▶ **DATA IN THIS EXERCISE**

....................

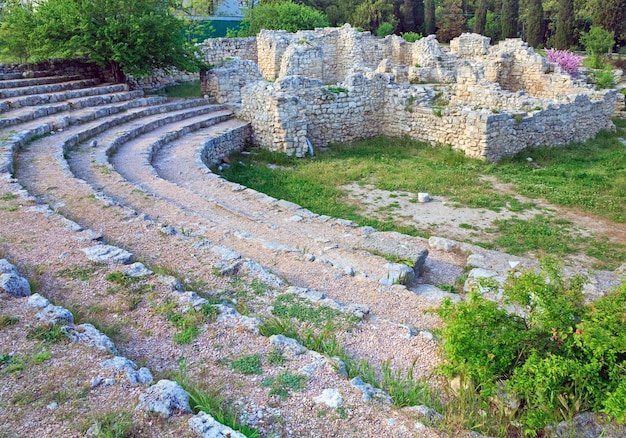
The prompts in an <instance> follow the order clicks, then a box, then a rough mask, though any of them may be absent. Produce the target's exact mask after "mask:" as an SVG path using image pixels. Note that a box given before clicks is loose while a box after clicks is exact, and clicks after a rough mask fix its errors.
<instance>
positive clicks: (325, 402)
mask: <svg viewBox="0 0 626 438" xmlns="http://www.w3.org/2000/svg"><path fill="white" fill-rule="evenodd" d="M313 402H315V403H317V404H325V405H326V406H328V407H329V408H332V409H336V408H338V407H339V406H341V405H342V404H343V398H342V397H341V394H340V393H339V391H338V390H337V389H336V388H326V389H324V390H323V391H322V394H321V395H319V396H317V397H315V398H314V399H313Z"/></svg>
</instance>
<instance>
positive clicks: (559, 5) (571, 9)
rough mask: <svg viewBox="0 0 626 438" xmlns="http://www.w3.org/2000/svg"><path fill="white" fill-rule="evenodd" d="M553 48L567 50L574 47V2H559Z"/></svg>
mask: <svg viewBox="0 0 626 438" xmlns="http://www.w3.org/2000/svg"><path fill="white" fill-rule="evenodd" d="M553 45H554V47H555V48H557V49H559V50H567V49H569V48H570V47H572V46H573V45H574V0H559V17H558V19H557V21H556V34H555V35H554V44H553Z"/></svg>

....................

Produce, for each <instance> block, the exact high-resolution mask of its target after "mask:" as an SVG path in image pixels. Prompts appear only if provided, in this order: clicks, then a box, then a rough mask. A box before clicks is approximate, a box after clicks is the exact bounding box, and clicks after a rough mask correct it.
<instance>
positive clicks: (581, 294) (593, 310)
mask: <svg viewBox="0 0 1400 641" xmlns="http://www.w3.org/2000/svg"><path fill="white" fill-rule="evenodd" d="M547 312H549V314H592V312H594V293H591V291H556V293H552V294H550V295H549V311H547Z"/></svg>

....................

▶ **WHAT TO PRODUCE**
Rewrite the lines from the one containing "</instance>" up to and including the one containing "rough mask: <svg", replacing "positive clicks" with "foreground clicks" and keeping everything else unchanged.

▶ **YOUR RESPONSE**
</instance>
<instance>
foreground clicks: (559, 5) (571, 9)
rough mask: <svg viewBox="0 0 626 438" xmlns="http://www.w3.org/2000/svg"><path fill="white" fill-rule="evenodd" d="M553 48L567 50L574 47V2H559Z"/></svg>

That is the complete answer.